◆ Document section:
= Beginning of Section =
Led by University of Illinois scientists, the team of 24 researchers have revealed that the new agent belongs to a class of drugs called bisphosphonates.

According to them, such compounds were originally developed to treat osteoporosis and other bone diseases, but were recently found to also have potent anti-cancer and immune boosting properties.

Emphasizing that nearly a third of all human cancers involve a mutation in a gene called Ras, which causes cell signalling to go awry, the researchers highlight the fact that efforts to design potential drugs to prevent such irregularity have met with limited successful.

Given that bisphosphonates act on enzymes called FPPS and GGPPS, which are upstream of Ras in the cell survival pathway, the researchers say that inhibiting these enzymes seems to be a more effective strategy for killing cancer cells.

The scientists used the bisphosphonate drug zoledronate in combination with hormone therapy in a recent clinical trial, and found it to significantly reduce the recurrence of breast cancer in pre-menopausal women with oestrogen-receptor-positive breast cancer.
= End of Section =
◆ Problem statement:
Answer these questions using the text on bisphosphonates.
(a) Scientists from which university led the research team?
(b) What were bisphosphonates originally developed to treat?
(c) Which bisphosphonate drug was used in the recent clinical trial, and what was it combined with?

Data items
= Beginning of Section =
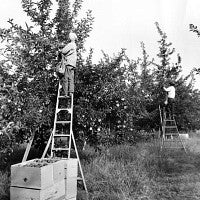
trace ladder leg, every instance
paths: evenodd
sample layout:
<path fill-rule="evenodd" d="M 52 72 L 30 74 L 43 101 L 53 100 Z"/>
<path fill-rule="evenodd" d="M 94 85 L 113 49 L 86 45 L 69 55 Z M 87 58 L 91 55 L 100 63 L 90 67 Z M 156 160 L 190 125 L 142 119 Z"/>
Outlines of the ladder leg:
<path fill-rule="evenodd" d="M 78 150 L 77 150 L 77 147 L 76 147 L 76 142 L 75 142 L 75 138 L 74 138 L 74 134 L 73 133 L 72 133 L 72 141 L 73 141 L 75 152 L 76 152 L 76 156 L 77 156 L 77 159 L 78 159 L 78 165 L 79 165 L 79 169 L 80 169 L 80 172 L 81 172 L 81 177 L 83 179 L 83 185 L 84 185 L 86 194 L 88 195 L 88 190 L 87 190 L 87 187 L 86 187 L 85 178 L 84 178 L 84 175 L 83 175 L 83 170 L 82 170 L 82 167 L 81 167 L 80 158 L 79 158 L 79 155 L 78 155 Z"/>
<path fill-rule="evenodd" d="M 49 140 L 48 140 L 48 142 L 47 142 L 47 145 L 46 145 L 46 147 L 45 147 L 45 149 L 44 149 L 44 152 L 43 152 L 41 158 L 44 158 L 45 155 L 46 155 L 46 153 L 47 153 L 47 151 L 48 151 L 49 145 L 50 145 L 51 140 L 52 140 L 52 135 L 53 135 L 53 132 L 51 132 L 51 135 L 50 135 L 50 137 L 49 137 Z"/>

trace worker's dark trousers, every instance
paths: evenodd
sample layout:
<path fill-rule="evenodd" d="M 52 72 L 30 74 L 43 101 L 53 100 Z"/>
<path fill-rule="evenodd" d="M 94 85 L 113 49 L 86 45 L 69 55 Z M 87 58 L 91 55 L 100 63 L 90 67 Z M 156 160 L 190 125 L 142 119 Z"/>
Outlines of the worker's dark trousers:
<path fill-rule="evenodd" d="M 174 98 L 168 98 L 168 103 L 167 103 L 167 112 L 168 115 L 173 117 L 174 116 L 174 104 L 175 104 L 175 99 Z"/>
<path fill-rule="evenodd" d="M 61 79 L 61 84 L 64 89 L 65 95 L 74 92 L 74 67 L 67 65 L 65 74 Z"/>

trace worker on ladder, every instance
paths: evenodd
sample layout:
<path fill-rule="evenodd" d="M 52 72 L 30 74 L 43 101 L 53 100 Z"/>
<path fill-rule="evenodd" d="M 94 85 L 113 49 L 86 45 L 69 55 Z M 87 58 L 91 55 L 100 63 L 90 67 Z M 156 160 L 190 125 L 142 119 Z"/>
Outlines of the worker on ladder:
<path fill-rule="evenodd" d="M 175 104 L 175 95 L 176 95 L 176 89 L 175 84 L 173 81 L 169 82 L 169 87 L 163 87 L 163 89 L 167 92 L 166 99 L 165 99 L 165 106 L 166 111 L 169 118 L 174 118 L 174 104 Z"/>
<path fill-rule="evenodd" d="M 75 33 L 69 33 L 70 42 L 68 44 L 59 44 L 58 57 L 64 57 L 65 60 L 65 72 L 63 76 L 60 76 L 60 83 L 65 92 L 65 96 L 69 96 L 74 93 L 74 70 L 76 68 L 77 52 L 76 43 L 77 36 Z"/>

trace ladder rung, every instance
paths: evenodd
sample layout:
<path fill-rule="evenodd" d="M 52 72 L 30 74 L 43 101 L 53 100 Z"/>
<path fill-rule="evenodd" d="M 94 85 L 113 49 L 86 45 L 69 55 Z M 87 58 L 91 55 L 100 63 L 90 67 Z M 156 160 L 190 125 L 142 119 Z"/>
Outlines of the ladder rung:
<path fill-rule="evenodd" d="M 165 128 L 177 128 L 177 126 L 165 126 Z"/>
<path fill-rule="evenodd" d="M 68 151 L 69 148 L 53 148 L 52 151 Z"/>
<path fill-rule="evenodd" d="M 82 181 L 82 180 L 83 180 L 83 178 L 77 177 L 77 181 Z"/>
<path fill-rule="evenodd" d="M 60 96 L 58 96 L 58 98 L 66 98 L 66 99 L 69 99 L 69 98 L 71 98 L 71 96 L 63 96 L 63 95 L 60 95 Z"/>
<path fill-rule="evenodd" d="M 57 113 L 60 112 L 61 110 L 67 110 L 70 113 L 72 112 L 71 108 L 58 108 L 57 110 L 58 110 Z"/>
<path fill-rule="evenodd" d="M 57 124 L 67 124 L 67 123 L 71 123 L 71 121 L 57 121 Z"/>
<path fill-rule="evenodd" d="M 165 119 L 166 122 L 175 122 L 175 119 Z"/>
<path fill-rule="evenodd" d="M 69 137 L 70 134 L 55 134 L 54 137 Z"/>

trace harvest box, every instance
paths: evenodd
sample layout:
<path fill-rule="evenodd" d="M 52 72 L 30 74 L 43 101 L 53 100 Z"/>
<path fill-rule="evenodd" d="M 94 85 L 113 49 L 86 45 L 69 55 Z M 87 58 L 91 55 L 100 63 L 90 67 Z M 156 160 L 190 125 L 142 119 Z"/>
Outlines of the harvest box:
<path fill-rule="evenodd" d="M 10 200 L 76 199 L 77 159 L 34 159 L 11 166 Z"/>

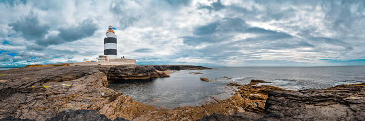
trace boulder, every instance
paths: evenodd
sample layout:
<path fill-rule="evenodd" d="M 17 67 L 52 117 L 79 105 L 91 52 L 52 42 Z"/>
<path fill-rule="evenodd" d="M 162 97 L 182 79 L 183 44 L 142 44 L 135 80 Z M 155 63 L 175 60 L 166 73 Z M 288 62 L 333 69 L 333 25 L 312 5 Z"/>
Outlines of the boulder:
<path fill-rule="evenodd" d="M 202 73 L 201 72 L 189 72 L 189 74 L 193 74 L 193 75 L 198 75 L 198 74 L 202 74 Z"/>
<path fill-rule="evenodd" d="M 203 81 L 206 81 L 206 82 L 210 82 L 211 81 L 210 80 L 205 78 L 202 78 L 202 77 L 200 77 L 200 80 Z"/>

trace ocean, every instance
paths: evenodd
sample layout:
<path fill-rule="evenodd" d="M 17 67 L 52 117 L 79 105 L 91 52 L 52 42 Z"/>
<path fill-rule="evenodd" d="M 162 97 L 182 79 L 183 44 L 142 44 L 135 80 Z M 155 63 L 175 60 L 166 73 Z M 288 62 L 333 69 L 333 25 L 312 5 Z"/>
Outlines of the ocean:
<path fill-rule="evenodd" d="M 251 79 L 285 89 L 325 89 L 340 84 L 365 82 L 365 66 L 310 67 L 211 67 L 217 70 L 169 71 L 170 77 L 147 80 L 114 81 L 109 88 L 130 95 L 140 102 L 159 107 L 200 106 L 210 96 L 231 96 L 229 83 L 247 84 Z M 201 74 L 189 74 L 200 72 Z M 224 78 L 228 77 L 231 79 Z M 200 77 L 212 82 L 200 80 Z"/>
<path fill-rule="evenodd" d="M 9 70 L 11 69 L 14 69 L 15 68 L 0 68 L 0 70 Z"/>

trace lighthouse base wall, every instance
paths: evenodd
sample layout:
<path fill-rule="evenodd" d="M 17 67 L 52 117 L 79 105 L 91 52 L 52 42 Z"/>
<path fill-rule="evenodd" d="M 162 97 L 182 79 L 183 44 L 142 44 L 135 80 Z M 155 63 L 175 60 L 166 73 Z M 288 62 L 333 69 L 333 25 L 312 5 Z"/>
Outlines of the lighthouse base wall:
<path fill-rule="evenodd" d="M 70 64 L 70 66 L 85 66 L 97 65 L 136 65 L 136 60 L 127 58 L 109 58 L 104 62 L 77 62 Z"/>

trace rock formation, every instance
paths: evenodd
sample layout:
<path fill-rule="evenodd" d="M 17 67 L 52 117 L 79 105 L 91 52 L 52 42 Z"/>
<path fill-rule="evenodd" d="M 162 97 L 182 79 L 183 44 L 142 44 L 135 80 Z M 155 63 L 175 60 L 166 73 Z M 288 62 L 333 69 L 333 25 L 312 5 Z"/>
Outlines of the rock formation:
<path fill-rule="evenodd" d="M 272 91 L 262 114 L 214 114 L 198 120 L 365 120 L 365 83 L 320 90 Z"/>
<path fill-rule="evenodd" d="M 203 81 L 206 81 L 206 82 L 210 82 L 211 81 L 210 80 L 205 78 L 202 78 L 202 77 L 200 77 L 200 80 Z"/>
<path fill-rule="evenodd" d="M 157 108 L 107 88 L 107 78 L 168 77 L 151 66 L 39 67 L 0 71 L 0 118 L 45 120 L 63 111 L 94 109 L 131 119 Z"/>
<path fill-rule="evenodd" d="M 156 70 L 163 71 L 168 70 L 199 70 L 213 69 L 202 66 L 194 66 L 191 65 L 152 65 Z"/>
<path fill-rule="evenodd" d="M 256 86 L 269 82 L 252 80 L 247 85 L 228 84 L 238 89 L 227 99 L 211 97 L 207 104 L 173 109 L 137 102 L 106 87 L 107 79 L 168 77 L 166 69 L 182 69 L 164 66 L 156 67 L 162 68 L 159 71 L 154 66 L 39 67 L 0 71 L 0 118 L 46 120 L 95 116 L 105 120 L 195 120 L 209 115 L 200 120 L 365 120 L 365 83 L 293 91 Z M 188 67 L 185 69 L 191 68 Z"/>

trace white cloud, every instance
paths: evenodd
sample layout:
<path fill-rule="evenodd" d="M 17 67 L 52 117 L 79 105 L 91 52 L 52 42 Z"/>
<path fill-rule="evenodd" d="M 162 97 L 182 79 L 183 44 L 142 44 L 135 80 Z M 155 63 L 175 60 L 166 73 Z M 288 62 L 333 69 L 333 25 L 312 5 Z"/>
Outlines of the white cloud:
<path fill-rule="evenodd" d="M 143 64 L 326 66 L 333 63 L 326 59 L 365 58 L 362 1 L 15 2 L 0 2 L 0 42 L 9 43 L 0 43 L 2 65 L 95 58 L 110 24 L 118 55 Z"/>

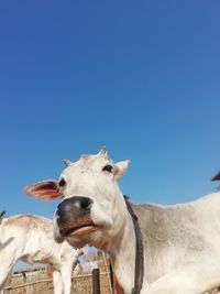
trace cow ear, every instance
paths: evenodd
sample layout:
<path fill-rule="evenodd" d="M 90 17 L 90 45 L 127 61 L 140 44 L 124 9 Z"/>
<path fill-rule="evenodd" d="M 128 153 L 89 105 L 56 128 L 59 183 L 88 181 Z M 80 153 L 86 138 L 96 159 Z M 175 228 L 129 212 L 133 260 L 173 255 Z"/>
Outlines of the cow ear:
<path fill-rule="evenodd" d="M 129 164 L 130 164 L 129 160 L 120 161 L 120 162 L 116 163 L 117 168 L 116 168 L 116 175 L 114 176 L 116 176 L 117 181 L 120 181 L 123 177 L 127 168 L 129 167 Z"/>
<path fill-rule="evenodd" d="M 57 187 L 58 185 L 56 181 L 48 179 L 25 187 L 24 193 L 34 198 L 53 200 L 62 197 Z"/>

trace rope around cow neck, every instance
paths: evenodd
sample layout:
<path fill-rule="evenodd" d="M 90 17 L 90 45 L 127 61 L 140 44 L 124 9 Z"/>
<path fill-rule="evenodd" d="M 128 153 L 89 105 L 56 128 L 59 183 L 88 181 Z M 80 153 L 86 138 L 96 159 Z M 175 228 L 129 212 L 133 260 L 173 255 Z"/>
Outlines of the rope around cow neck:
<path fill-rule="evenodd" d="M 129 202 L 129 197 L 124 195 L 124 200 L 127 204 L 127 208 L 132 217 L 132 221 L 134 225 L 135 240 L 136 240 L 136 252 L 135 252 L 135 270 L 134 270 L 134 287 L 132 288 L 131 294 L 140 294 L 143 276 L 144 276 L 144 249 L 143 249 L 143 240 L 141 228 L 139 226 L 139 218 L 134 214 L 134 210 Z"/>

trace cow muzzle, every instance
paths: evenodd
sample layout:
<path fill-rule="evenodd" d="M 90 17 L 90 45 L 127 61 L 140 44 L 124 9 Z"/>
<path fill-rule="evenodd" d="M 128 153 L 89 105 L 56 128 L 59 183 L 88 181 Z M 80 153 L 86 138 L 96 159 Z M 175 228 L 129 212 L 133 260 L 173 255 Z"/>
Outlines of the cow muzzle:
<path fill-rule="evenodd" d="M 90 218 L 92 200 L 85 196 L 64 199 L 56 211 L 56 221 L 62 237 L 80 238 L 96 230 Z"/>

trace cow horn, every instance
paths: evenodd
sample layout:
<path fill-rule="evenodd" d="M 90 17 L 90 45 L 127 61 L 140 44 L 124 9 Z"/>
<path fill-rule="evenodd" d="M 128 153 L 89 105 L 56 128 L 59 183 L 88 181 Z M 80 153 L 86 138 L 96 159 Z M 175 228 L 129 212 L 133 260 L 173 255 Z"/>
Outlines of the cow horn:
<path fill-rule="evenodd" d="M 67 159 L 63 160 L 63 162 L 64 162 L 64 164 L 65 164 L 66 166 L 69 166 L 69 165 L 73 163 L 72 161 L 69 161 L 69 160 L 67 160 Z"/>
<path fill-rule="evenodd" d="M 101 150 L 99 151 L 99 153 L 97 155 L 99 155 L 99 156 L 107 156 L 107 149 L 106 149 L 106 146 L 102 146 Z"/>

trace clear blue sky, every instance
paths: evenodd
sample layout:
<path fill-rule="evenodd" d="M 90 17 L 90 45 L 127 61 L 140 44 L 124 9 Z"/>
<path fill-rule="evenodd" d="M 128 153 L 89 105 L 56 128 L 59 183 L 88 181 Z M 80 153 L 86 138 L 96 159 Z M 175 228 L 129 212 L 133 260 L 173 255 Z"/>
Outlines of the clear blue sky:
<path fill-rule="evenodd" d="M 219 0 L 1 1 L 1 209 L 52 217 L 23 187 L 102 145 L 131 160 L 134 202 L 213 192 L 219 15 Z"/>

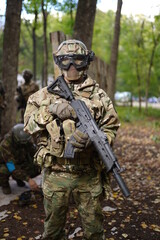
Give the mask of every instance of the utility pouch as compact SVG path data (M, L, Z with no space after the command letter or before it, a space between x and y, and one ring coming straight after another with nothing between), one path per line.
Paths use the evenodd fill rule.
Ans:
M6 167L10 173L12 173L16 168L12 161L6 163Z

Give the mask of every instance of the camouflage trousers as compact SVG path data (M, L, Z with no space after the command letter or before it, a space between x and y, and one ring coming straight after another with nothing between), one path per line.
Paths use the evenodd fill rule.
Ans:
M42 185L46 214L43 239L67 239L65 223L71 193L81 217L83 239L104 239L100 204L102 184L97 173L73 174L46 170L43 174Z
M22 171L23 170L23 171ZM16 167L16 175L10 173L5 163L0 163L0 186L6 186L9 181L9 177L12 175L14 180L25 180L26 174L31 178L40 174L38 167L34 164L20 165Z

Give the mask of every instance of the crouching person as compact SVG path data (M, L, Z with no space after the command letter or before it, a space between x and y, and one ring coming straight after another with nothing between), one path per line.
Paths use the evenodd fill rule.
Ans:
M27 181L32 190L38 190L37 183L32 179L40 174L39 168L33 163L36 147L31 135L23 131L23 124L16 124L0 143L0 186L4 194L10 194L9 177L19 187Z

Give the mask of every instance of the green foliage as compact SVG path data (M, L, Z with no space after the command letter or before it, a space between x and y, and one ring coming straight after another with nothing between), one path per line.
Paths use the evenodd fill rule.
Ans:
M120 122L139 123L152 125L152 127L160 128L160 111L159 109L148 108L148 111L142 108L139 112L138 107L116 106Z
M113 39L115 13L97 10L94 24L92 49L105 62L109 62Z
M68 36L72 36L76 6L78 0L45 0L44 4L48 13L47 17L47 37L48 37L48 72L53 72L52 50L49 40L49 33L62 31ZM24 68L32 69L32 29L36 27L37 35L37 74L42 74L42 55L43 55L43 19L41 13L41 0L24 0L24 9L27 13L34 16L35 10L38 12L38 22L36 26L33 21L22 20L20 36L19 72ZM55 12L55 10L58 10ZM107 13L97 10L94 24L92 49L96 56L109 63L111 45L113 40L115 13ZM153 21L153 31L151 22L138 16L121 17L121 34L119 43L119 56L117 68L117 91L129 91L138 96L140 92L145 95L146 77L148 74L149 62L154 46L154 38L160 33L160 16ZM0 33L0 59L2 59L3 33ZM151 83L149 96L160 96L160 42L155 49L154 62L151 69ZM1 60L0 60L1 61ZM138 66L140 82L138 85L137 69ZM0 62L1 72L1 62ZM126 114L126 121L130 121L131 113Z

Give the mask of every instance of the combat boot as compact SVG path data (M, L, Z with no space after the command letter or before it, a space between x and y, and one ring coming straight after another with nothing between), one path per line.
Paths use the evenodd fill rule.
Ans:
M11 194L11 188L9 183L2 186L2 192L6 195Z

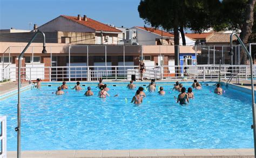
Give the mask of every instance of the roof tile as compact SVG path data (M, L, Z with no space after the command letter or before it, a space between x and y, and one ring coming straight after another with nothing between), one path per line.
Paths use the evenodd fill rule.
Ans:
M147 31L150 31L153 33L154 33L156 34L157 34L158 35L161 36L161 30L160 30L159 29L157 29L155 28L144 28L144 27L142 27L142 26L136 26L136 28L146 30ZM165 36L165 37L174 37L174 36L169 32L163 31L163 36Z
M78 23L88 28L93 29L96 31L100 31L101 30L106 32L122 32L122 31L118 30L114 28L104 24L100 22L93 20L91 18L87 18L87 20L83 20L83 17L81 17L82 20L79 20L77 19L77 17L62 15L61 16Z

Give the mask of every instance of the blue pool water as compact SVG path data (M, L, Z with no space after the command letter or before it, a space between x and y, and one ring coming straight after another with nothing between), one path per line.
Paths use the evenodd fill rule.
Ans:
M129 102L136 90L124 84L110 84L110 94L119 97L105 100L85 97L85 90L56 96L52 92L57 85L23 92L22 150L253 147L248 94L229 88L218 95L213 86L204 86L194 91L196 98L188 106L181 106L173 99L178 92L170 90L173 83L166 83L165 95L146 92L143 103L134 106ZM96 84L91 84L97 94ZM191 85L184 84L187 88ZM15 150L17 96L0 101L0 115L8 116L8 150Z

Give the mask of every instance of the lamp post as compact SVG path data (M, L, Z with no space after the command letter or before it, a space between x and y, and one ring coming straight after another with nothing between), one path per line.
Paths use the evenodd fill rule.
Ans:
M253 118L253 125L252 125L251 128L253 129L253 140L254 140L254 156L256 157L256 131L255 131L255 101L254 101L254 85L253 84L253 73L252 70L252 66L253 66L253 60L252 58L252 56L251 56L250 53L248 51L247 49L245 47L245 45L242 43L241 39L239 38L238 35L235 33L233 33L230 36L230 55L233 56L233 45L232 45L232 37L233 36L235 36L240 43L242 47L246 52L246 54L248 57L249 57L250 59L250 68L251 68L251 84L252 86L252 118Z
M19 56L18 58L18 105L17 105L17 127L15 128L15 131L17 132L17 157L21 157L21 59L23 57L23 54L29 47L31 43L34 40L34 39L37 37L38 33L42 34L43 37L43 51L42 51L42 53L46 53L47 51L45 50L45 35L43 32L38 31L35 35L32 37L30 41L27 44L26 47L22 51L21 53Z

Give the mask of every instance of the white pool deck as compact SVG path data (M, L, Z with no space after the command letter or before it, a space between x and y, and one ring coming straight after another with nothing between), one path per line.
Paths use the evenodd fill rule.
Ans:
M2 83L0 95L15 88L17 83ZM251 148L33 150L22 151L21 157L254 157L254 149ZM8 152L7 157L17 157L17 152Z
M22 157L254 157L253 149L23 151ZM8 152L7 157L17 157Z

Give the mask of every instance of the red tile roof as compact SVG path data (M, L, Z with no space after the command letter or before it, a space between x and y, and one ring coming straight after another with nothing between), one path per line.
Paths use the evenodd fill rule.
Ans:
M95 30L96 31L99 31L101 30L106 32L122 32L122 31L118 30L114 28L112 26L109 26L107 25L104 24L100 22L97 22L96 20L93 20L91 18L87 18L87 20L85 21L83 20L83 17L81 17L82 20L79 20L77 19L77 17L74 16L65 16L65 15L61 15L61 16L78 23L80 24L85 25L88 28L91 28L92 29Z
M213 33L185 33L185 36L195 39L206 38L208 36Z
M155 28L145 28L144 27L141 27L141 26L135 26L135 27L144 30L146 30L147 31L154 33L160 36L161 36L161 30L160 30L159 29L156 29ZM163 36L169 37L174 37L174 36L173 34L166 32L166 31L163 31Z

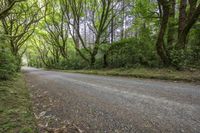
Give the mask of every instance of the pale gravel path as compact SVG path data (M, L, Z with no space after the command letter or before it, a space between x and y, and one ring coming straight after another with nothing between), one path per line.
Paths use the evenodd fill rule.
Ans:
M59 100L52 113L85 132L200 133L200 85L23 68L31 91Z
= End of Section =
◆ Output below:
(a) The University of Illinois
(b) Osteoporosis and other bone diseases
(c) Zoledronate, combined with hormone therapy